--- Start ---

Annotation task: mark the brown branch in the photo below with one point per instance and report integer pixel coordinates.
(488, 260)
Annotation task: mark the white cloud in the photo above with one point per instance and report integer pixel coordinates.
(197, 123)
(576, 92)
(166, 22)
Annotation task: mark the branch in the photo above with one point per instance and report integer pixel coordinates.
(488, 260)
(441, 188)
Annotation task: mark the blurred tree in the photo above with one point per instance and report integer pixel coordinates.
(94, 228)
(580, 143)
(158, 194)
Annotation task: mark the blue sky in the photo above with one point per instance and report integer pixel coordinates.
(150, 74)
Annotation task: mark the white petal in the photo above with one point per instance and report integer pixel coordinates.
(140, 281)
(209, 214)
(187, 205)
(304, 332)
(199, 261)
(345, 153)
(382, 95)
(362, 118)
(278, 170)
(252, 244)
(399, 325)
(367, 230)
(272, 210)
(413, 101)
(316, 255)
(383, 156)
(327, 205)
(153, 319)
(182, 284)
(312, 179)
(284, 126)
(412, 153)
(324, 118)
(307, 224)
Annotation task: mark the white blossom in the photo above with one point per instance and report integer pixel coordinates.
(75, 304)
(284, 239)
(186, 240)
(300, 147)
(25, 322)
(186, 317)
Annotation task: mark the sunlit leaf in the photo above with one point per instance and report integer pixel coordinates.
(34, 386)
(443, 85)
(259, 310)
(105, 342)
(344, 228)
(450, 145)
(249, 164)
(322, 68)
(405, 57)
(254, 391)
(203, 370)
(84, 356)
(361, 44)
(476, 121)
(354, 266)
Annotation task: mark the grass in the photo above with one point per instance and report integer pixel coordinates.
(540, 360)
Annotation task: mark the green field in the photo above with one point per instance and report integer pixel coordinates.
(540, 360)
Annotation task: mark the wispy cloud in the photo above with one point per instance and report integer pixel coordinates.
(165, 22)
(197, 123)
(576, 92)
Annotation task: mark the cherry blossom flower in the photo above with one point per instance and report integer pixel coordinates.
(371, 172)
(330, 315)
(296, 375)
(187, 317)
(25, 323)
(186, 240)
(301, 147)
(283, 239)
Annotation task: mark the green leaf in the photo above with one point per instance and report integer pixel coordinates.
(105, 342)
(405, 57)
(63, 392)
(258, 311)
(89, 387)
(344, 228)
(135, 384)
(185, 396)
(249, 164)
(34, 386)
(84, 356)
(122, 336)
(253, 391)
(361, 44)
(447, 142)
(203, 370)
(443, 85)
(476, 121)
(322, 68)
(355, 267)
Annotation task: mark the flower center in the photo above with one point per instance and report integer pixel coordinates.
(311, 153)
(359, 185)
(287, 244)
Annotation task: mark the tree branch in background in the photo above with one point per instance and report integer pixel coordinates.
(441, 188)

--- End ---

Given request:
Starting at the line that contains "Annotation task: mark the cherry" and continuing through the last of the items above, write those lines out again. Add 57 to every coordinate in the answers, and keep all the other lines unchanged.

Task solution:
Annotation task: mark the cherry blossom flower in the photo above with one point per instance and report integer pixel coordinates.
(428, 229)
(387, 372)
(353, 432)
(244, 374)
(82, 380)
(243, 297)
(358, 204)
(340, 296)
Annotation task: mark the green leaf in the photo above with one point per instance and report integer pixel coordinates.
(162, 399)
(462, 114)
(120, 449)
(315, 368)
(146, 444)
(401, 285)
(192, 441)
(242, 453)
(306, 221)
(91, 443)
(141, 413)
(179, 393)
(310, 448)
(418, 101)
(504, 199)
(260, 427)
(500, 142)
(533, 178)
(379, 125)
(412, 324)
Annotation task: mark the flower center in the photo above with one point per instance and report integer pixel coordinates.
(368, 210)
(416, 242)
(344, 301)
Annotation task: mark the tree branch in background in the photo above with one point per instance and report integer pixel coordinates.
(498, 245)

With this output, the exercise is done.